# Exercise objective
What this exercise needs is every entry restated as written, with no pictures.

====== Records supplied ======

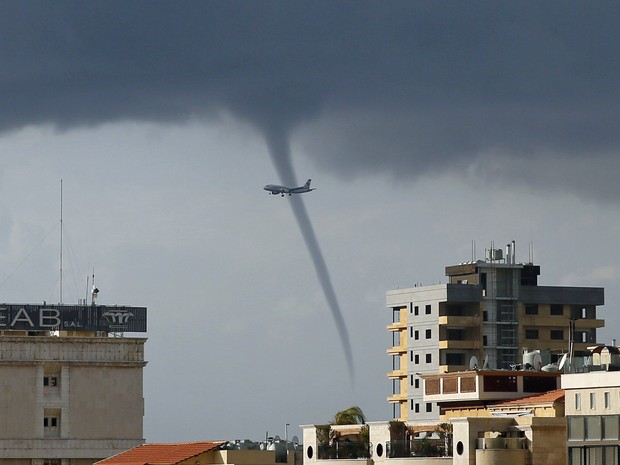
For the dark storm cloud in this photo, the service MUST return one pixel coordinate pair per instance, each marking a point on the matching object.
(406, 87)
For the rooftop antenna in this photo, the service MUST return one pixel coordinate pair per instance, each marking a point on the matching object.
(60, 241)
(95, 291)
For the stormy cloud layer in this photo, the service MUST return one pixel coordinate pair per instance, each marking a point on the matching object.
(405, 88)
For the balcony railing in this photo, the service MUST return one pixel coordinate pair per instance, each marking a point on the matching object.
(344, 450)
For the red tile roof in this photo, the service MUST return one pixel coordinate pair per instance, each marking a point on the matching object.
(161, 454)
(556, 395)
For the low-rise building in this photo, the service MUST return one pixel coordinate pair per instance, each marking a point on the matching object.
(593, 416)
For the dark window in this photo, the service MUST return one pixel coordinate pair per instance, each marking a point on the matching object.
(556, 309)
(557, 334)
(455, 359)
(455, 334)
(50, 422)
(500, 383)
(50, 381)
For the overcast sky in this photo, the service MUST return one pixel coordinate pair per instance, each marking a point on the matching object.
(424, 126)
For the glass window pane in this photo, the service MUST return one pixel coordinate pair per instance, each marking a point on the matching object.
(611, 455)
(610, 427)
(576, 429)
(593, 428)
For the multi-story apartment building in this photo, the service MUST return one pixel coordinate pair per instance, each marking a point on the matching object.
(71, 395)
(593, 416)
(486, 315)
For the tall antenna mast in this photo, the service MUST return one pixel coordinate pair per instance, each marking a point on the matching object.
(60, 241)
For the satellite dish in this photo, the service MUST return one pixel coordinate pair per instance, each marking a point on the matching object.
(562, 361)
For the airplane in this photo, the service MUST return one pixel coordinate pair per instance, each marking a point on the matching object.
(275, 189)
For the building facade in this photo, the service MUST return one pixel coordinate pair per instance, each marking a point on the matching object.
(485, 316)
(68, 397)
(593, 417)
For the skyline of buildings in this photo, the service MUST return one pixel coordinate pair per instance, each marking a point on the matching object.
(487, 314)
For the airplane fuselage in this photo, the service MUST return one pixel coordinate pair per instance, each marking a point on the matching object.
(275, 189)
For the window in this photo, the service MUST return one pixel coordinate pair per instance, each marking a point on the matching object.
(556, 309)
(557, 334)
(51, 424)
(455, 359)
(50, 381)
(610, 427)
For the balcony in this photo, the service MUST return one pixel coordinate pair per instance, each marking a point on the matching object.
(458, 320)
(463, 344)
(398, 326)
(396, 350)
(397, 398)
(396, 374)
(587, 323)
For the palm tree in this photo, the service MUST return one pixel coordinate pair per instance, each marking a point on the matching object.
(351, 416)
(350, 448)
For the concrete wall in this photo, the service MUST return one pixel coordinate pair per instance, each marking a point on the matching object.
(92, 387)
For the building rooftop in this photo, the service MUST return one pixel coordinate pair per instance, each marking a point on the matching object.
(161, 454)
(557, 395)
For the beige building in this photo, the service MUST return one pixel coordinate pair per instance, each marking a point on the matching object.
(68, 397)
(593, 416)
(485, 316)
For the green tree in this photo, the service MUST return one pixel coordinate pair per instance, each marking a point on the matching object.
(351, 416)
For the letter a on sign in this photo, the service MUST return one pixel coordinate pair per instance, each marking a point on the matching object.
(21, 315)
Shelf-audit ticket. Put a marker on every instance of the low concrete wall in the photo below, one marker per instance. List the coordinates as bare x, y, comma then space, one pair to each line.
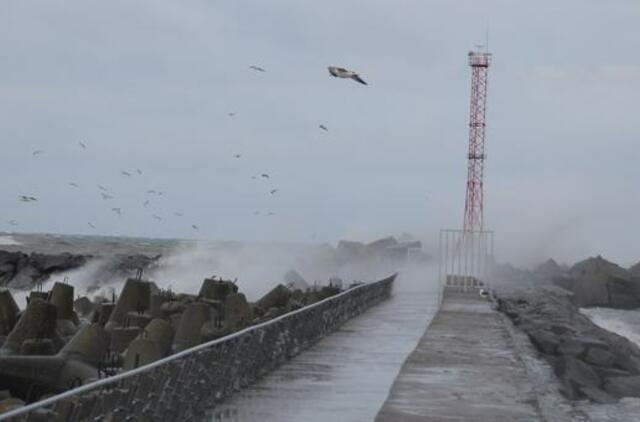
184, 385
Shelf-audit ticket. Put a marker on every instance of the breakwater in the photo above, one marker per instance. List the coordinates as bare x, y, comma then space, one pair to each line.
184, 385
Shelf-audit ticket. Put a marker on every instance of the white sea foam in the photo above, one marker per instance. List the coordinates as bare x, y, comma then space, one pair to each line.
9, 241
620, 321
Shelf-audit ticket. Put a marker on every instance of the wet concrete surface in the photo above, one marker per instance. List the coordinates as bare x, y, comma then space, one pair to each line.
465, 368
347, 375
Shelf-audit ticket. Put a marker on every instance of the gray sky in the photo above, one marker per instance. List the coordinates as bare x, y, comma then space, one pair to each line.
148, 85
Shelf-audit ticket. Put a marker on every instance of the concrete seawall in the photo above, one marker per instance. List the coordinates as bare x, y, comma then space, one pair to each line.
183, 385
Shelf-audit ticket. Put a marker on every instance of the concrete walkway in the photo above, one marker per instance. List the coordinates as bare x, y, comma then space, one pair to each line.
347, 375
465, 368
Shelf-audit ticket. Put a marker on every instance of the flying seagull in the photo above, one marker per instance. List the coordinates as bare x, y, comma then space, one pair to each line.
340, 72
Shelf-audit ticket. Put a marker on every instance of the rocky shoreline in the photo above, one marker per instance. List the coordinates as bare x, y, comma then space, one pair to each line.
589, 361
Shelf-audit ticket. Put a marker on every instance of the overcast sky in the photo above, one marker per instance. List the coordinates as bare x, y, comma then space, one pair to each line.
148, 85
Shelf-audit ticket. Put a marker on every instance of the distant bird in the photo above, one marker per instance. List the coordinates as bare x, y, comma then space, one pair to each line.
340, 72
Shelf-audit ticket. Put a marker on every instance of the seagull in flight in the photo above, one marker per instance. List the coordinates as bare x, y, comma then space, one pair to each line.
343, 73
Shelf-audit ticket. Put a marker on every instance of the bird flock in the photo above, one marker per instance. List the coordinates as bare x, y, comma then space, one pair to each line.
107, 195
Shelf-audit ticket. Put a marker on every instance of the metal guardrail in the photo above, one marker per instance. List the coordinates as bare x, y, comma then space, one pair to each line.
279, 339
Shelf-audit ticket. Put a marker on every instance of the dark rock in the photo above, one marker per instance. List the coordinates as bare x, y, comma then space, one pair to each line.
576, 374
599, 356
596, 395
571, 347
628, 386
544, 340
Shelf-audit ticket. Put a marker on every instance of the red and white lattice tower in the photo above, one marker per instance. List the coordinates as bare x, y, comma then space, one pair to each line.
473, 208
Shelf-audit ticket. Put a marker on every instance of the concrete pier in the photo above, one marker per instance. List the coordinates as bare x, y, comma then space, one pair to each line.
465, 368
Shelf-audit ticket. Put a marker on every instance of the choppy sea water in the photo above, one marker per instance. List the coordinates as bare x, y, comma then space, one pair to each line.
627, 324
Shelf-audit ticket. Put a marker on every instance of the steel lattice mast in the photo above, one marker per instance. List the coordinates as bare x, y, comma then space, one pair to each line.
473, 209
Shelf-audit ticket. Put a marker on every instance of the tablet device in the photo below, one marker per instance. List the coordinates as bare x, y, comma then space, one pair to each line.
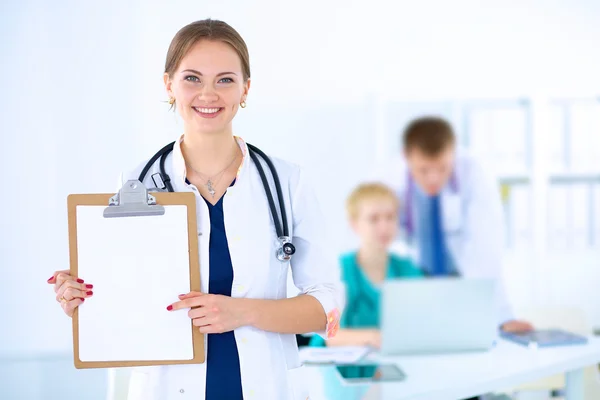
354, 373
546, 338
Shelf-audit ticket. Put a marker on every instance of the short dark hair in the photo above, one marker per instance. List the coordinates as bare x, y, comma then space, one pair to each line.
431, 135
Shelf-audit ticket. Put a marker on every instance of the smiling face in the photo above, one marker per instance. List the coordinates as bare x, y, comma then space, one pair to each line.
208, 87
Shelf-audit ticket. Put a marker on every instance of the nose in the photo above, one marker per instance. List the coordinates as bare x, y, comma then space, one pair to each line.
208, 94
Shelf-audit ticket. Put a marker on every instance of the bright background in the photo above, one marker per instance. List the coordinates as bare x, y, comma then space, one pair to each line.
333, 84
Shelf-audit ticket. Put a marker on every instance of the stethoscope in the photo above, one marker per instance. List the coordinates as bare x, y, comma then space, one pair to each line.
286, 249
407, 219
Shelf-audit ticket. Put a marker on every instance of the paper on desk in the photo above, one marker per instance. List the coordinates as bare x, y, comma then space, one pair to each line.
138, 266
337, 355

======

# Result
For the dark storm cloud in this photo, the service MUST return one pixel coordinate pair per instance, each marking a point on the matching object.
(406, 87)
For the rooftop antenna in this photo, the service MUST return one pixel coordinate pair per instance, each marking a point on the matching object.
(60, 241)
(95, 291)
For the stormy cloud layer in this photo, the service MUST return one pixel coordinate pair per instance, each marking a point on the matching object.
(405, 88)
For the balcony railing in this photo, the service MUST return one pixel coordinate pair per instance, each marking a point on the matching object.
(344, 450)
For the red tile roof in this photo, the service MUST return one pixel coordinate pair per instance, each marking a point on the matching object.
(161, 454)
(556, 395)
For the low-rise building in this photo, the service MUST return one pixel coordinate pair per instance, each marking a point on the matching object.
(593, 416)
For the dark window in this photo, the service MUST return one pixel coordinate pair per instance, each marking a point on the matching object.
(556, 309)
(557, 334)
(455, 359)
(455, 334)
(50, 422)
(500, 383)
(50, 381)
For the overcast sky in this photo, the service MUST return one pixel coordinate pair per instance, each marking a point on the matching object.
(424, 126)
For the glass window pane in this photo, the service MUST return one pixel coordinate pair per instance, each marking a point on the matching object.
(611, 455)
(610, 427)
(576, 429)
(593, 428)
For the multi-story apartment building in this photo, the service MUST return one pixel coordinate pair per instance, each marking a point on the matching object.
(71, 395)
(593, 416)
(486, 315)
For the tall antenna mast in this photo, the service MUST return one pixel coordinate pair per instance, each marking a point on the matching object.
(60, 241)
For the satellite dish in this photo, the service MUST return one pixel coordinate pair per instance, each marking a point on the matching object.
(562, 361)
For the airplane in this photo, the service MUST return one pixel coordinate pair per instance, each marking a point on the matching object.
(275, 189)
For the building facade in this photo, the service MUST return one pixel coordinate pair per instance, each marking a point on the matching object.
(485, 316)
(68, 397)
(593, 417)
For the skyline of buildings in this photo, the service MUST return one pixel coordinate pair per instance, each marking a point on the matching object.
(487, 314)
For the airplane fuselage in this photo, the service MUST return one pixel coordinate pair per instance, each marking a point on the matching object.
(275, 189)
For the window in this photo, the service MUST return one pixel coordinate pair per instance, each marking a point on the matching object.
(556, 309)
(557, 334)
(51, 424)
(455, 359)
(50, 381)
(610, 427)
For the balcony in this photo, the service MUST return one pixel coordinate pair per instance, each marking a point on the matching object.
(458, 320)
(463, 344)
(398, 326)
(396, 350)
(397, 398)
(396, 374)
(587, 323)
For the palm tree in this photo, the service MUST return one pixel coordinate pair per instance, each marking a point on the matching object.
(351, 416)
(350, 448)
For the concrete wall in this photo, the service MUST return one pixel coordinate pair per instance, each marking a point on the matching object.
(92, 387)
For the building rooftop in this photo, the service MUST return one pixel coordinate pair per instance, each marking a point on the matching object.
(161, 454)
(557, 395)
For the beige building in this photo, the service MUST return one pixel coordinate pair per instance, each marking a point on the matching object.
(68, 397)
(593, 416)
(485, 316)
For the green tree in this photo, the service MUST return one pixel coordinate pair per instance, each marking a point on the matching object.
(351, 416)
For the letter a on sign in this photo, the service MUST return one pixel coordinate pair per instance, each marking a point on the matching object.
(21, 315)
Shelf-audit ticket. Put a marker on every instance of the low concrete wall in the photo below, one marker per instance. List the coordinates as bare x, y, comma then space, one pair to each line.
184, 385
Shelf-audit ticket. Put a marker on every instance of the breakwater in the photo above, one marker per instance. List the coordinates as bare x, y, comma then space, one pair to each line.
184, 385
Shelf-audit ticket. Put a marker on every instance of the white sea foam in the photo above, one marker per instance. List the coordinates as bare x, y, comma then space, one pair to each line.
9, 241
620, 321
Shelf-audit ticket. Put a marker on every instance of the wet concrete surface in the photo above, one marker per instance. List the coordinates as bare x, y, comma then space, one pair to each line.
465, 368
347, 375
Shelf-audit ticket. Put a marker on every instance of the gray sky in the photo above, one marker per instance. List the coordinates as bare x, y, comma then space, one pair to each line.
148, 85
Shelf-audit ticket. Put a marker on every instance of the concrete seawall in the photo above, one marker per instance. List the coordinates as bare x, y, comma then space, one pair to each line.
183, 385
Shelf-audit ticket. Put a marker on every instance of the concrete walkway in the photo above, one marker per instance. List the coordinates as bare x, y, comma then space, one pair to each line.
347, 375
465, 368
Shelf-audit ticket. Put a marker on every instance of the flying seagull in the photo above, one marker per instance. List the coordinates as bare x, y, comma then space, one pair to each line.
340, 72
Shelf-audit ticket. Put a marker on every instance of the rocky shoreline in the photo above, one marker per instance. List the coordinates as bare x, y, comma then space, one pair to each line.
589, 361
Shelf-audit ticket. Put a marker on every instance of the overcast sky in the photo above, one marker per instance. List the coordinates as bare x, y, comma then space, one pair to each line.
148, 85
Shelf-audit ticket. Put a marker on every instance of the distant bird in the photo above, one marker per instance. List the coordinates as bare x, y, comma then space, one pair to each line.
340, 72
Shelf-audit ticket. Put a marker on every instance of the seagull in flight in the photo above, one marker per instance. List the coordinates as bare x, y, comma then space, one pair to each line.
343, 73
Shelf-audit ticket. Put a marker on every instance of the bird flock in the photo above, one marker per instance. List the coordinates as bare x, y, comma then space, one pair to each line.
107, 195
Shelf-audit ticket. Put a marker on every instance of the metal guardrail in the photo above, one marker per instance. List the coordinates as bare x, y, comma then space, one pair to each line.
279, 339
Shelf-audit ticket. Put a marker on every instance of the dark rock in the photo above, one marker per instance. List the coordinates as bare x, y, comma then space, one pair to each line.
576, 374
599, 356
596, 395
571, 347
628, 386
544, 340
Shelf-audit ticket. Put a marker on every instance of the red and white lattice tower in the photo above, one marker per instance. List the coordinates as bare x, y, comma then space, one pair to each line.
473, 208
Shelf-audit ticket. Put a marker on every instance of the concrete pier in the photo above, one marker per instance. List the coordinates as bare x, y, comma then space, one pair to each line.
465, 368
Shelf-audit ticket. Put a marker on every instance of the choppy sea water in the photo above, one marker per instance. List the coordinates as bare x, y, comma then space, one pair to each line.
627, 324
Shelf-audit ticket. Put a marker on every instance of the steel lattice mast in the photo above, one marker per instance. List the coordinates as bare x, y, comma then space, one pair to each line.
473, 209
Shelf-audit ticket. Put a marker on every instance of the tablet device in the photo below, one marker per instance. List the coordinates as bare x, y, comma then space, one pair to each line.
354, 373
546, 338
Shelf-audit ticket. Put a marker on every instance of the short dark hair in the photo above, one marker per instance. List the coordinates as bare x, y, comma then space, one pair to each line.
431, 135
Shelf-audit ticket. Put a marker on every instance of the smiling face in the photo above, one marker per instance. List the coordinates as bare x, y, comma then space, one pair to each line.
208, 87
Shelf-audit ticket. Put a marker on every instance of the nose in the photo above, one marker per instance. List the coordinates as bare x, y, comma then space, one pair to each line.
208, 94
Shelf-audit ticket. Put a marker on every instance of the bright background in the photo above, one marker per instance. List the coordinates as bare x, y, comma then space, one pair to each line.
333, 84
Shelf-audit ticket. Put a marker on every instance of the stethoscope in the photo above, one marker per instance. List the coordinates as bare x, y, comma then space, one pair to each line.
286, 249
407, 219
Shelf-audit ticket. Put a marker on every instance of the paper on desk in the photo above, one marker per instance. List the coordinates as bare x, y, comma then space, one pair to each line.
138, 266
337, 355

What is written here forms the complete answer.